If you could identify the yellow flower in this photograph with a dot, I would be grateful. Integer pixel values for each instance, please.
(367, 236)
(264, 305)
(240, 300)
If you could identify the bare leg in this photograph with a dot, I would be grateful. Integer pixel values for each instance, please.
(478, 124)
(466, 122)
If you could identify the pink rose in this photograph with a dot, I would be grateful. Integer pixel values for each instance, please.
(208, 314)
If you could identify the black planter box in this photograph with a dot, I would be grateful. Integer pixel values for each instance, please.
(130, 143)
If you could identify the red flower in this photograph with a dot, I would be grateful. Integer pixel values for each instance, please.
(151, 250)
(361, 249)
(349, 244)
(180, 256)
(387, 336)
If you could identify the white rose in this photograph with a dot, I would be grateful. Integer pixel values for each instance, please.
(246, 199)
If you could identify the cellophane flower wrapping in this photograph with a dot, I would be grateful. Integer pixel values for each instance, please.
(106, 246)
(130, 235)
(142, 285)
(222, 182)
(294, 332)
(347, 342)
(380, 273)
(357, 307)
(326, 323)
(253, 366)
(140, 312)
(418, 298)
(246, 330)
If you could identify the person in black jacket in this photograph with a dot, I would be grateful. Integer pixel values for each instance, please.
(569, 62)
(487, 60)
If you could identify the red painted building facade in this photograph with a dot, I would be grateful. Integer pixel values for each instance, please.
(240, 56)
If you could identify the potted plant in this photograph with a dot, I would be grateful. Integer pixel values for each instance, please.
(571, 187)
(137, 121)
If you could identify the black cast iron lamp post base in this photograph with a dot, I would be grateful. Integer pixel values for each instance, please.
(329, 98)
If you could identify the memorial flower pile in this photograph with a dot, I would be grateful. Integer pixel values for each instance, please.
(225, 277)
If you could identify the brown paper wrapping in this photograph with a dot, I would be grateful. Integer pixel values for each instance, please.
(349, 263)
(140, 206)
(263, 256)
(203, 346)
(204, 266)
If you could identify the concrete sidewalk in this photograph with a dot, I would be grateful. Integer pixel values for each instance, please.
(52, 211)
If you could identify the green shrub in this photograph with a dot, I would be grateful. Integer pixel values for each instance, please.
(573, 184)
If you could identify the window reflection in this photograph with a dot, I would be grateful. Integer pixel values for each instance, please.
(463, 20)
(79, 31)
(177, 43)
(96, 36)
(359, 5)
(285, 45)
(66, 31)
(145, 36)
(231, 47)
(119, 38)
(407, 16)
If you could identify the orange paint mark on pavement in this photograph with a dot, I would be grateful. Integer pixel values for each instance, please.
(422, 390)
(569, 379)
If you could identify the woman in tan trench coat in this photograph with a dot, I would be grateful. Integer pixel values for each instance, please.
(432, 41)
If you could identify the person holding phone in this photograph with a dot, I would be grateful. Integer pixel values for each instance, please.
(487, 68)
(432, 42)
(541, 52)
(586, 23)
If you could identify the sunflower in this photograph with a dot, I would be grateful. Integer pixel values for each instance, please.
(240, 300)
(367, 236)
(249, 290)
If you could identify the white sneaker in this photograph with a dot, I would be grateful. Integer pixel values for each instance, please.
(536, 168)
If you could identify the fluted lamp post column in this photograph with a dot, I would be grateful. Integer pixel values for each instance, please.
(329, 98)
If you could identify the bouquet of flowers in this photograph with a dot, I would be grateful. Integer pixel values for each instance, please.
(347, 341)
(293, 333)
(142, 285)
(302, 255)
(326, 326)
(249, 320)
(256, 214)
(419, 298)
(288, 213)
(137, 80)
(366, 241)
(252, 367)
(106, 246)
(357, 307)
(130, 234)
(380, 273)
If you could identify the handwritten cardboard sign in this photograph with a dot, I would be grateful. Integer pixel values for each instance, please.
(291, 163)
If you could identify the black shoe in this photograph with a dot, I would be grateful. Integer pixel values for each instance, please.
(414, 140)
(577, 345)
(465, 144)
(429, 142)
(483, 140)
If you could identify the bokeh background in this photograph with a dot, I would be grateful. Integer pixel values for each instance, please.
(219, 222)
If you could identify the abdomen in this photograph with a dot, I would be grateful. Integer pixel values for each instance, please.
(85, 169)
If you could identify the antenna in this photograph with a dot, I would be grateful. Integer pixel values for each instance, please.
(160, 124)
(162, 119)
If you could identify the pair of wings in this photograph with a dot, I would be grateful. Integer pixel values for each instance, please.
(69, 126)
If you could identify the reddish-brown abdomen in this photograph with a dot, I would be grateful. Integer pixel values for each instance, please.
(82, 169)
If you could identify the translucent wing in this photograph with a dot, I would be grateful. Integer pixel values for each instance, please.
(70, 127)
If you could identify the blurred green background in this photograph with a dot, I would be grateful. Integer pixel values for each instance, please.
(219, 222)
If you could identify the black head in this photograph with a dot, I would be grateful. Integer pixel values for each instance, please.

» **Written instruction**: Copy out each record exactly as given, omitting none.

» **Solution**:
If you could identify the yellow flower in this photograph with a dot, I would be grateful. Integer pixel values for each instance, please.
(367, 236)
(264, 305)
(240, 300)
If you could identify the bare leg in this photograph with a dot, I would be grateful. Integer pixel values for each instance, please.
(478, 124)
(466, 122)
If you could identify the pink rose in this photograph with a dot, I would be grateful. Integer pixel values for each instance, please.
(208, 314)
If you could identify the black planter box in this photograph with a dot, I would be grateful. Integer pixel values for each instance, please.
(130, 143)
If you could identify the red flower in this photograph with a dot, I would be grateful. Integer pixel values for each instance, please.
(151, 250)
(361, 249)
(349, 244)
(180, 256)
(387, 336)
If you could identify the white rose in this photograph with a dot, I would be grateful. Integer pixel values for each instance, please.
(246, 199)
If you could identify the cellophane flower wrapping in this photograph with a dot, I would be grateful. Integer pixel values for each instance, please.
(106, 246)
(130, 235)
(142, 285)
(222, 182)
(294, 332)
(347, 342)
(380, 273)
(357, 307)
(326, 323)
(253, 366)
(140, 312)
(418, 298)
(246, 330)
If you could identify the person in black jacket in this photograph with a dot, I would be grateful. Integer pixel values for each instance, please.
(569, 62)
(487, 60)
If you could identify the red painted building facade in this photograph with a dot, I would be grateful. Integer pixel values for each instance, please.
(240, 56)
If you could identify the potted plant in this photograph with a dot, I would be grateful. Integer pixel values for each instance, please.
(571, 187)
(137, 121)
If you could identify the black cast iron lamp post base in this photograph with a dot, I would be grateful. Integer pixel values for each instance, please.
(329, 98)
If you could identify the memorial flower pile in this photograph with a dot, I would be grateful. Integer pixel values for each instance, please.
(225, 277)
If you could identify the brown paper wrapping in this photograph with a dot, I would be grateful. Integer pixel values for each instance, please.
(349, 263)
(140, 206)
(263, 256)
(203, 346)
(204, 266)
If you could identify the concrete sidewalk in this photograph with a dot, I would be grateful. Integer pixel values for each instance, please.
(52, 211)
If you could identify the green shrub in this photograph with a dot, I would be grateful. Integer pixel values for each instance, please.
(573, 184)
If you could identify the window reflection in this photograph with a dot, I would be grateful. Integer pixel values for each instance, please.
(463, 20)
(79, 31)
(177, 43)
(96, 36)
(359, 5)
(285, 45)
(66, 31)
(145, 36)
(231, 47)
(119, 38)
(407, 16)
If you could identify the orange paint mark on pavement in this photograph with a dot, I would be grateful. Integer pixel values for each instance, please.
(422, 390)
(569, 379)
If you could identify the woman in tan trench coat in this photograph with a dot, I would be grateful. Integer pixel values for each instance, please.
(432, 41)
If you could identify the person holding phone in this photograph with a dot, I would be grateful. Integer pixel values for each instance, please.
(487, 68)
(432, 42)
(541, 52)
(586, 23)
If you could identify the sunflower in this photograph with a dot, I would be grateful. Integer pixel values for each instance, please.
(240, 300)
(367, 236)
(249, 290)
If you could identify the white sneaker in this photograph with a dot, I would be grateful. Integer pixel values for each instance, please.
(536, 168)
If you could identify the fluted lamp post column in this photograph with a dot, I would be grateful. Integer pixel values for each instance, please.
(329, 98)
If you could identify the bouquet of flowers in this photograph with a dot, I would be grateful. Integer pixel values for each instance, please.
(347, 341)
(293, 333)
(142, 285)
(302, 255)
(326, 326)
(249, 320)
(256, 214)
(419, 298)
(288, 213)
(137, 80)
(366, 241)
(252, 367)
(106, 246)
(357, 307)
(130, 234)
(380, 273)
If you could identify the handwritten cardboard sign in this photograph with a dot, I would be grateful. Integer pixel values for each instance, please.
(291, 163)
If you could identify the black shoe in this photograph with a dot, I would be grateful. Integer pixel values for each instance, please.
(414, 140)
(577, 345)
(465, 144)
(429, 142)
(483, 140)
If you could identify the bokeh background in this photograph with a dot, I would be grateful. Integer pixel values for each instance, please.
(219, 222)
If you could identify the abdomen in this photograph with a dot, I would be grateful. Integer pixel values for each instance, please.
(85, 169)
If you could identify the antenna in this photograph with a dot, I would be grateful. Integer pixel values for each instance, please.
(160, 124)
(162, 119)
If you could identify the pair of wings in this photograph with a dot, I would be grateful. Integer pixel values for each instance, please.
(69, 126)
If you could identify the reddish-brown abdomen in this photograph with a dot, I would be grateful. Integer pixel values for each instance, please.
(82, 169)
If you could identify the translucent wing in this photograph with a dot, I would be grateful. Integer pixel values for each instance, please.
(70, 127)
If you could identify the blurred green background in this photograph with a dot, I would be grateful. Integer pixel values for each instance, please.
(219, 222)
If you could identify the black head in this photograph with a dot, I would be grateful. Integer pixel values for each instance, please.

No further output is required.